- [Description of the task]
Please quote all of the data below word for word, leaving the pictures out of your answer.
···
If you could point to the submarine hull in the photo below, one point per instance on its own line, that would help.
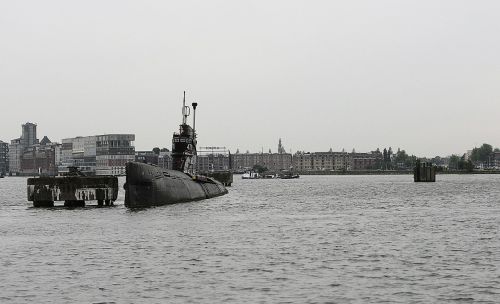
(147, 186)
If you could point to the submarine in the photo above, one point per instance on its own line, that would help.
(149, 185)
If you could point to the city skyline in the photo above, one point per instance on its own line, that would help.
(278, 148)
(421, 76)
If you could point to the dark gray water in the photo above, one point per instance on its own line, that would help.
(318, 239)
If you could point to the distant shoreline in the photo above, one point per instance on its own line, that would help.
(376, 172)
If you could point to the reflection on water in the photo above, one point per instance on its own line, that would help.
(315, 239)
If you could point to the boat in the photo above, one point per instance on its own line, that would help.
(149, 185)
(250, 175)
(288, 175)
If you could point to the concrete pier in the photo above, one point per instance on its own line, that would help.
(224, 177)
(424, 172)
(75, 191)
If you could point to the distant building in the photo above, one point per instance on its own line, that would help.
(334, 161)
(16, 150)
(147, 157)
(40, 159)
(496, 160)
(4, 158)
(272, 161)
(17, 146)
(165, 159)
(80, 152)
(113, 151)
(213, 159)
(100, 154)
(28, 137)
···
- [The result]
If you could point to the submarine hull in the photo below, one point per instance on its own line, that would help.
(147, 186)
If you could point to the submarine in the photo above, one point per instance on its own line, that would help.
(149, 185)
If you could point to the city skyline in the photo above, one point per instance on its own line, that would help.
(278, 148)
(421, 76)
If you could point to the dark gray water in the photo above, one point per instance on its own line, that would help.
(318, 239)
If you could point to the distant shoreline in the photo above, one point per instance on its own line, that would help.
(376, 172)
If you could point to the reflection on water in the photo above, one point per instance on its own line, that would help.
(315, 239)
If you could point to the boat in the photo above, one point per instance on its own line, that would help.
(149, 185)
(250, 175)
(288, 175)
If you could point to the concrete pier in the photo above, one point per instance on its own line, that would help.
(224, 177)
(424, 172)
(75, 191)
If you could point to the distant building in the photo above, one point per instance on its own line, that would help.
(334, 161)
(16, 150)
(147, 157)
(40, 159)
(496, 160)
(4, 158)
(272, 161)
(17, 146)
(165, 159)
(80, 152)
(113, 151)
(213, 159)
(100, 154)
(28, 137)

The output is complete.